● TASK TO CARRY OUT: Print the entries that appear below, exactly as written and without their pictures.

───

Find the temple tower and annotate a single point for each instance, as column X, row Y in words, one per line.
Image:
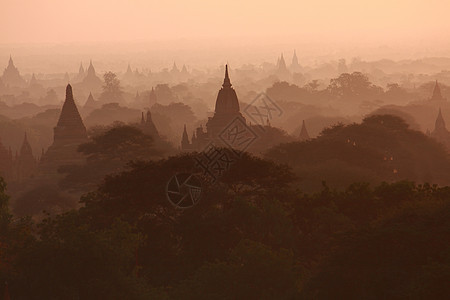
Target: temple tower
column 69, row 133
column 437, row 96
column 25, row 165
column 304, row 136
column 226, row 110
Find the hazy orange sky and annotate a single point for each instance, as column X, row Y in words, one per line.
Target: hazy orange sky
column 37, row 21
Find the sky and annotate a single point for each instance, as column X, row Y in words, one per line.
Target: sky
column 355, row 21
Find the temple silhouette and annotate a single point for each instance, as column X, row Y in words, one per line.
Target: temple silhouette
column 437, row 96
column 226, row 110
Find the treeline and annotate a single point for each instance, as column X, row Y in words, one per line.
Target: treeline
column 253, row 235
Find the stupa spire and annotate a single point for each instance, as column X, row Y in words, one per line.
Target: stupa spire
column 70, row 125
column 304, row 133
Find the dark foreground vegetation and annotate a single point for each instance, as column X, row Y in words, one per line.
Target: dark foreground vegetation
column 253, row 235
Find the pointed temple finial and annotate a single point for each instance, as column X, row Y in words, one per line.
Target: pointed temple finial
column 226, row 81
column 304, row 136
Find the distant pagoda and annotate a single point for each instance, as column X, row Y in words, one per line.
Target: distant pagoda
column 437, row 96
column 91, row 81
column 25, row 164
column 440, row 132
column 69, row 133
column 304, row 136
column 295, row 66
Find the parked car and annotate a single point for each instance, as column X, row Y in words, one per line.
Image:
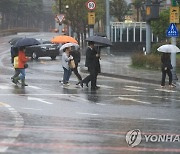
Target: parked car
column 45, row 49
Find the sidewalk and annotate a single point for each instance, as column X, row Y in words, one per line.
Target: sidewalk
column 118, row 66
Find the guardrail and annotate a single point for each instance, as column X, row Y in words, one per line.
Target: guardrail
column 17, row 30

───

● SOLUTION:
Find the temple tower and annotate a single point for each instance, as column X, row Y in words, one per line.
Image:
Target: temple tower
column 69, row 133
column 437, row 96
column 25, row 165
column 304, row 136
column 226, row 110
Find the hazy orange sky and annotate a single point for each instance, as column X, row Y in words, one per line.
Target: hazy orange sky
column 37, row 21
Find the sky and annotate a single point for each instance, as column X, row Y in words, one per line.
Target: sky
column 355, row 21
Find the temple silhouette and annotate a single point for each instance, as column X, row Y in words, one per line.
Target: temple silhouette
column 437, row 96
column 226, row 110
Find the treeline and annotate a single point for each instance, as column X, row Y in words, one per line.
Target: treeline
column 253, row 235
Find the stupa spire and annotate a single point for each instance, as column X, row Y in words, one per line.
Target: stupa spire
column 70, row 125
column 304, row 133
Find the dark foreground vegetation and annotate a single point for each instance, as column X, row Y in words, one per line.
Target: dark foreground vegetation
column 253, row 235
Find the pointed temple finial and annotate a single point for each instance, as column X, row Y in words, one per line.
Target: pointed temple finial
column 226, row 81
column 304, row 136
Find the distant pagoda and annotate a single point for each instance, as column X, row Y in words, one per line.
Target: distant pagoda
column 437, row 96
column 91, row 81
column 25, row 164
column 440, row 132
column 69, row 133
column 304, row 136
column 295, row 66
Find the parked car and annotate a single point for each instance, as column X, row Y in words, one per line.
Image:
Target: parked car
column 45, row 49
Find the sidewalk and annotate a single point for each instance, as column X, row Y in words, one per line.
Target: sidewalk
column 118, row 66
Find the guardrail and annotate a single point for each instance, as column X, row Y in words, one per line.
Target: guardrail
column 17, row 30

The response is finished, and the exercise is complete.